**Written task**. Everything from the line with "the rear door handle" to the end of the data should be restated word for word, and nothing before it.
** BEGIN Data provided **
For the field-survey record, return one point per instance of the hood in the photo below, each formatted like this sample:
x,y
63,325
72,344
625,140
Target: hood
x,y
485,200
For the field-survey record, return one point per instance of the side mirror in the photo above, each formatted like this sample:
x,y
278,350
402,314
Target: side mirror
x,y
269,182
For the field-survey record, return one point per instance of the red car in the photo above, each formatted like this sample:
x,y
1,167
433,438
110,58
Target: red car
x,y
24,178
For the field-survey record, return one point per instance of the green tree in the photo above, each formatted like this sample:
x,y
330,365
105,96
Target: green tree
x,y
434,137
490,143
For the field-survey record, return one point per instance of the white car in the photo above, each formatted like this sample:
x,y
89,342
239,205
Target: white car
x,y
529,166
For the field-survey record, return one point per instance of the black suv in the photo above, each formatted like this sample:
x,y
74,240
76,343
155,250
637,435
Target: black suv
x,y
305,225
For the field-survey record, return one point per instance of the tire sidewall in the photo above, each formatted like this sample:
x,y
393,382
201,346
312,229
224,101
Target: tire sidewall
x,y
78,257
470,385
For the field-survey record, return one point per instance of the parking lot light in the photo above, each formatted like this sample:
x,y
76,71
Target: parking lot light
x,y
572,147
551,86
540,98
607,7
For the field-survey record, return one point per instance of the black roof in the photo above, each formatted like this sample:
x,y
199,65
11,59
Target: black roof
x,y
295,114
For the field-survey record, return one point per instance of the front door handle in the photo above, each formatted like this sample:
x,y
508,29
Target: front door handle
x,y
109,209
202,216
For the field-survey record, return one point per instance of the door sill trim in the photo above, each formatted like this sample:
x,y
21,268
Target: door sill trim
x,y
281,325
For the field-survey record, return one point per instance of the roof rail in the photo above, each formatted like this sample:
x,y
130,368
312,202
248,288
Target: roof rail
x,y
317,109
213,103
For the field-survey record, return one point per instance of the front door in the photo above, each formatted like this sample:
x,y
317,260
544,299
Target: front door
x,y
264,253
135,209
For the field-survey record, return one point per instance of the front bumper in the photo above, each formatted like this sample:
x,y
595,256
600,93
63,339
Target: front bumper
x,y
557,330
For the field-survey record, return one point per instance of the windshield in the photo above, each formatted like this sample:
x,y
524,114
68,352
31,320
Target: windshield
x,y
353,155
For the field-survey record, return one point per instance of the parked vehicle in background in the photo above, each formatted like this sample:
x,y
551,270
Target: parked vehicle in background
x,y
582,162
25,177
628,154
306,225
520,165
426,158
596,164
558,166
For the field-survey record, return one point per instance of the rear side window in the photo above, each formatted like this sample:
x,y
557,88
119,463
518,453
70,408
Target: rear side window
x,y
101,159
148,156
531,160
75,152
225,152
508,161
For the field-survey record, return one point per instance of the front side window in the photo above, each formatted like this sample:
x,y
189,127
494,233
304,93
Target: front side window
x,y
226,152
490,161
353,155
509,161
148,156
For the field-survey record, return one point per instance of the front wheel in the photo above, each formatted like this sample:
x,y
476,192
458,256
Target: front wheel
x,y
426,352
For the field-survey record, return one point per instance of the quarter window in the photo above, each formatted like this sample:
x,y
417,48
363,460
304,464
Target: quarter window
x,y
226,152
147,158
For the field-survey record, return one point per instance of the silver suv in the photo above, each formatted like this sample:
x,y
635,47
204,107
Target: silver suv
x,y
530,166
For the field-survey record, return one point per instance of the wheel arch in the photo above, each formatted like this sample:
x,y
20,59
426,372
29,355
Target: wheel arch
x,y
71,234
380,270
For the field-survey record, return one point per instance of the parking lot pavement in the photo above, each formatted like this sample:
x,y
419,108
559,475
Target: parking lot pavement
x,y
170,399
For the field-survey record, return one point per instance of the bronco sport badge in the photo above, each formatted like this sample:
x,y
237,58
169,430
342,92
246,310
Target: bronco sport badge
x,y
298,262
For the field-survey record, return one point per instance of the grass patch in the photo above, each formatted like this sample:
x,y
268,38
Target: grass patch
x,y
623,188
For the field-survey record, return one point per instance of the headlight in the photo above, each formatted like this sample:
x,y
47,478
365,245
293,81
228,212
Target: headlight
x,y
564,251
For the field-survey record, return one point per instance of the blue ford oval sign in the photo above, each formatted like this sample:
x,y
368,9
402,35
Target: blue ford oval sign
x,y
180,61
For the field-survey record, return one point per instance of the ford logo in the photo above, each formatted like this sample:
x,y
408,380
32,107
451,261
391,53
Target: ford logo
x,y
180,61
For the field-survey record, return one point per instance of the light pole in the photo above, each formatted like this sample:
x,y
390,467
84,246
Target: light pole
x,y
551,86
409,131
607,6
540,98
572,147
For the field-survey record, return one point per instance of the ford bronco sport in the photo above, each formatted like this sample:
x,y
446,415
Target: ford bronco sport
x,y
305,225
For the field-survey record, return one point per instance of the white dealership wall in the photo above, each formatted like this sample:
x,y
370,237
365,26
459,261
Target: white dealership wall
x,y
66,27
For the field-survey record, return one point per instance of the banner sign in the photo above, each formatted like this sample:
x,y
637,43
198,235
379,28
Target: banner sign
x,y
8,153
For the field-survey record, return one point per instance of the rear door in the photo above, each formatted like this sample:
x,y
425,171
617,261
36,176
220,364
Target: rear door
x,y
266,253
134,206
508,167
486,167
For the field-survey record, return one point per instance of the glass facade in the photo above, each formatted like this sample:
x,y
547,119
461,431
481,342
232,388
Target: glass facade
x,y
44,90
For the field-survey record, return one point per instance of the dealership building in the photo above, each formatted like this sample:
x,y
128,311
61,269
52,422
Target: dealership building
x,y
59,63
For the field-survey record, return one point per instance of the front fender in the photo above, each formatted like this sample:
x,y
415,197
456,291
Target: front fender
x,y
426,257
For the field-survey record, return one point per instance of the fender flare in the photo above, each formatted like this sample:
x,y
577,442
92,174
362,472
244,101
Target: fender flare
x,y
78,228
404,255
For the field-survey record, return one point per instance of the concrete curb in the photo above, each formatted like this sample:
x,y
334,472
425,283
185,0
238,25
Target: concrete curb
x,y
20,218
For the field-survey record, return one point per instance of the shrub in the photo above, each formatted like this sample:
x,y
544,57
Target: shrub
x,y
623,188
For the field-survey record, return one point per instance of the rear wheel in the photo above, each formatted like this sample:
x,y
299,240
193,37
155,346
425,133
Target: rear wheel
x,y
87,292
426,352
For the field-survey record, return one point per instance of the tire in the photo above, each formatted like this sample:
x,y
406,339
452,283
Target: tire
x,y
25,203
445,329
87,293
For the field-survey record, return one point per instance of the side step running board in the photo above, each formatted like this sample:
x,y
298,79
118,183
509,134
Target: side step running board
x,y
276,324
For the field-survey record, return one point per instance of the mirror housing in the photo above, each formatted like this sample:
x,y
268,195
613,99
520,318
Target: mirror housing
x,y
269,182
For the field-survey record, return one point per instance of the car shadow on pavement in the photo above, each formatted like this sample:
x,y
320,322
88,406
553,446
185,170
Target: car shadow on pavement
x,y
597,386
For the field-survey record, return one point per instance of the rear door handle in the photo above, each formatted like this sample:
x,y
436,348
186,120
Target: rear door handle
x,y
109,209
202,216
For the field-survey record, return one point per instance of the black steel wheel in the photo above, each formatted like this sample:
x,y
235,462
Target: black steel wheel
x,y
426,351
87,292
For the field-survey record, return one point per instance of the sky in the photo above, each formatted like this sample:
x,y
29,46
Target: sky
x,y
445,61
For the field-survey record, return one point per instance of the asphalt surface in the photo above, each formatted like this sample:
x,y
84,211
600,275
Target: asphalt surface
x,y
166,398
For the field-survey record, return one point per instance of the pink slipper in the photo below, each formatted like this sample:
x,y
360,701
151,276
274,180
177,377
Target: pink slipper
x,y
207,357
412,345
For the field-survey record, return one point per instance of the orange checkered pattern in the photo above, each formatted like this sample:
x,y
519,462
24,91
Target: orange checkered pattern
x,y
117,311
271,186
** END Data provided **
**Correct answer**.
For the field-survey record, return one point per instance of the rear door handle in the photo above, each formatted like this sample:
x,y
436,348
186,120
Target: rear door handle
x,y
109,209
202,216
For the field-survey record, return one point per instance of the black steel wheel in the photo above, each formatted like this sample:
x,y
235,462
Target: black steel wheel
x,y
426,351
87,292
For the field-survey record, return one point per instance of the sky in the photo above, each formatted like this sample:
x,y
29,46
Target: sky
x,y
445,61
For the field-survey record, return one point per instance of the asphalt surface in the photo above, each formatted like this sample:
x,y
84,211
600,275
Target: asphalt surface
x,y
166,398
For the field-survey record, return one point per instance of the pink slipper in the photo below, each formatted like this sample:
x,y
360,701
151,276
274,180
177,377
Target: pink slipper
x,y
207,357
412,345
For the field-survey record, return one point per instance of the orange checkered pattern in the photo above, each formatted like this sample:
x,y
519,462
24,91
Target: orange checkered pattern
x,y
117,311
271,186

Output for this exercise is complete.